Your output should consist solely of the lines from the one with "Mark the innermost point of each instance of the horizon" through the end of the records, reproduced exactly, both ends included.

(Beginning of Input data)

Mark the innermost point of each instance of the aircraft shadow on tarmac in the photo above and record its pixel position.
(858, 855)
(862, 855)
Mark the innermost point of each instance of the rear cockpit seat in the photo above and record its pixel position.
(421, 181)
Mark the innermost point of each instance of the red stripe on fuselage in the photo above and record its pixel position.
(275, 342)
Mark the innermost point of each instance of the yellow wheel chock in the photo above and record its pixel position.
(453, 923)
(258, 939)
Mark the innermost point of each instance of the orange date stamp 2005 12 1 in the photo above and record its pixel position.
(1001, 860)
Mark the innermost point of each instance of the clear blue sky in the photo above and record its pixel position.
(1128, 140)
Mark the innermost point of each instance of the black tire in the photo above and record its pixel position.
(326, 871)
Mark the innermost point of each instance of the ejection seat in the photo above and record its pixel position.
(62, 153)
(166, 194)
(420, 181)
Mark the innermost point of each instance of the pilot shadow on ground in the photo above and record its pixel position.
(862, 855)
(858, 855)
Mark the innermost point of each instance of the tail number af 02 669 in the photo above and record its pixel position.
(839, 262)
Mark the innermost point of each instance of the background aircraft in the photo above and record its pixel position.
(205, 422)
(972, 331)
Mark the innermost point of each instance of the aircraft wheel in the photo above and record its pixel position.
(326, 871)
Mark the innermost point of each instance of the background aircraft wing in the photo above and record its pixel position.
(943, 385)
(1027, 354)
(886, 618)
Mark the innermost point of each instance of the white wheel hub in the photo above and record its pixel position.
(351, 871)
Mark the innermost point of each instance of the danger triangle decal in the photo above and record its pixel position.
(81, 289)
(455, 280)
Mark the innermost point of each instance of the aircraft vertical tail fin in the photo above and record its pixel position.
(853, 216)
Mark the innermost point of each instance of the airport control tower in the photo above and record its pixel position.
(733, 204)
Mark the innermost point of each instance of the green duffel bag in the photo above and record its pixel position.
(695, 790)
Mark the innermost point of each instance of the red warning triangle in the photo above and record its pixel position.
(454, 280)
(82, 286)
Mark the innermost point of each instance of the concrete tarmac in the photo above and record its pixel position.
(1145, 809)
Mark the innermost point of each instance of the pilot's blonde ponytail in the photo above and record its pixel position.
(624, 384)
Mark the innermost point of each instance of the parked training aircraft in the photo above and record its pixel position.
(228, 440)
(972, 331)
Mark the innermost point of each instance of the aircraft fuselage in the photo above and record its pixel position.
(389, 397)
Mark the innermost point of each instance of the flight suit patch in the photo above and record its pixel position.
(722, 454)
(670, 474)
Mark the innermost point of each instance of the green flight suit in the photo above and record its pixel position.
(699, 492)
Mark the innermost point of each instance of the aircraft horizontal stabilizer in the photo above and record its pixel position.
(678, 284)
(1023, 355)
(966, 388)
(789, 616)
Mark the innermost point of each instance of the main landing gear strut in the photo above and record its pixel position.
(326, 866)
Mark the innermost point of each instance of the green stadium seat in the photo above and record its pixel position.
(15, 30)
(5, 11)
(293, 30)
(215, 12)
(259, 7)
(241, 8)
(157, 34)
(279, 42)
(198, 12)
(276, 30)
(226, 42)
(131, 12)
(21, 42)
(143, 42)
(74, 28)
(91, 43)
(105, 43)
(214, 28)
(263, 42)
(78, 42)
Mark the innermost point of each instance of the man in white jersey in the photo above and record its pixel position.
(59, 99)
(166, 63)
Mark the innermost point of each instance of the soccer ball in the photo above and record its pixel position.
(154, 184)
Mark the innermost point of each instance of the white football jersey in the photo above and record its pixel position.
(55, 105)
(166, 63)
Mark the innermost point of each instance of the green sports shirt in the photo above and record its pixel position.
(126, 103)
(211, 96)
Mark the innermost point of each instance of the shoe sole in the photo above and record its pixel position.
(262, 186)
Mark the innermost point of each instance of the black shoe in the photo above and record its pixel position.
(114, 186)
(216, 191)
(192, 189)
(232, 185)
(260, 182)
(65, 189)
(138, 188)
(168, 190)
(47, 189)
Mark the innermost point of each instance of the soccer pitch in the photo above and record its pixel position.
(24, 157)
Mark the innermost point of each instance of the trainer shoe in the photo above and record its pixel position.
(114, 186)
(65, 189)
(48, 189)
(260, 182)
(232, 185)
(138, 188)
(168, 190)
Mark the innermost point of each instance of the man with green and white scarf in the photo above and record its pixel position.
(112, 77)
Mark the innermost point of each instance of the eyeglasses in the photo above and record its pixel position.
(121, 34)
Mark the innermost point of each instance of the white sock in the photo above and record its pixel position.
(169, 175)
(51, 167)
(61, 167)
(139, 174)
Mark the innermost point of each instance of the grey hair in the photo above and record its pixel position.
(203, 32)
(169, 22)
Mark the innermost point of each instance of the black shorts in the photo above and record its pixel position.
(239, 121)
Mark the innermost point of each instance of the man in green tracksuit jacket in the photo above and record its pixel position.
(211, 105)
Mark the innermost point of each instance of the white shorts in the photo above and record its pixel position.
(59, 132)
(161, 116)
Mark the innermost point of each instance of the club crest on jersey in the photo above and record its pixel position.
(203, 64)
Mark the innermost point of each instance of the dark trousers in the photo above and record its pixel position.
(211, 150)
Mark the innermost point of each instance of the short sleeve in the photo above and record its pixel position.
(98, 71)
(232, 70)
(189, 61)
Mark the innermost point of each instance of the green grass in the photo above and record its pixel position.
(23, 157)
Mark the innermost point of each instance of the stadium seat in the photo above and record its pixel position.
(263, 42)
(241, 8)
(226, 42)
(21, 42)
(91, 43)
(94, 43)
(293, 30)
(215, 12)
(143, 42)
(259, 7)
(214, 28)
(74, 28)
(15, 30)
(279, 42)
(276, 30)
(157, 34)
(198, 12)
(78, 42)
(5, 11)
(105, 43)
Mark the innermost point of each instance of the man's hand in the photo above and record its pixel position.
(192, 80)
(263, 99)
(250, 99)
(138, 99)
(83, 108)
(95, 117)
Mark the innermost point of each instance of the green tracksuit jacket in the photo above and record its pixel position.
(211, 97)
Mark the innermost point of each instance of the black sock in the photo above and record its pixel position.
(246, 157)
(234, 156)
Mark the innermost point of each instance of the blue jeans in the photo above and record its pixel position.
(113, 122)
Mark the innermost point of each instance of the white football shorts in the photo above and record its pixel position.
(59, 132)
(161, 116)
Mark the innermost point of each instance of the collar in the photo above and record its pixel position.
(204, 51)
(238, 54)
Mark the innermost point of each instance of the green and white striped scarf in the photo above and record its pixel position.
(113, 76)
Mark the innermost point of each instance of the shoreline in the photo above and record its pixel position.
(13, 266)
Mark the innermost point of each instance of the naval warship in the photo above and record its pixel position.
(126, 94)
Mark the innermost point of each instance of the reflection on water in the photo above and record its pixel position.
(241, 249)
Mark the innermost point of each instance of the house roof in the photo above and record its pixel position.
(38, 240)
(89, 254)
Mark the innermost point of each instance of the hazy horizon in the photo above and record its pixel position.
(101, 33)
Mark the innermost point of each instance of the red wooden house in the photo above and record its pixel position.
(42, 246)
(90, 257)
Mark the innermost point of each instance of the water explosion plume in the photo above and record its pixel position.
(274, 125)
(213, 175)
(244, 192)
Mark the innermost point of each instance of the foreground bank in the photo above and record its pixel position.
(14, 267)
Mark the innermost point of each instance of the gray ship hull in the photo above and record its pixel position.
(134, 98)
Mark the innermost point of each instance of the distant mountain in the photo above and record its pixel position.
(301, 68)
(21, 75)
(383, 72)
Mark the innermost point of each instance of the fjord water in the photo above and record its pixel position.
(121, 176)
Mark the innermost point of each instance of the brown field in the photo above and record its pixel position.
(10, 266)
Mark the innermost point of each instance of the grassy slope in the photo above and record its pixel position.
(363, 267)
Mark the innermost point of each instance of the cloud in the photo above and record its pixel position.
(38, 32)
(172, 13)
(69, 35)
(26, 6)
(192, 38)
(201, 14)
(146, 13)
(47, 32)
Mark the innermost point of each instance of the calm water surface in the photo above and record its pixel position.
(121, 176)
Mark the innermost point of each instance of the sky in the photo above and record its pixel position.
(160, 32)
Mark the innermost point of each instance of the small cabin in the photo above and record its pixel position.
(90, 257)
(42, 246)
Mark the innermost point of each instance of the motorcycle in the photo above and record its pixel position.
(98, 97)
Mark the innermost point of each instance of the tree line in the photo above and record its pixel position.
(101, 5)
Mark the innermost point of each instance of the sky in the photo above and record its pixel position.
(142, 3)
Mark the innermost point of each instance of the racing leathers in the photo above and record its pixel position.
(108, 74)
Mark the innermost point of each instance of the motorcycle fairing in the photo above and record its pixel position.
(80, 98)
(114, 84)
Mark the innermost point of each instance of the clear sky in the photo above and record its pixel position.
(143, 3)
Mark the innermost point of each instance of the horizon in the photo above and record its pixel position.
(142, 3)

(End of Input data)

The answer
Mark the innermost point of each instance of the horizon in the photo above and record its pixel position.
(142, 3)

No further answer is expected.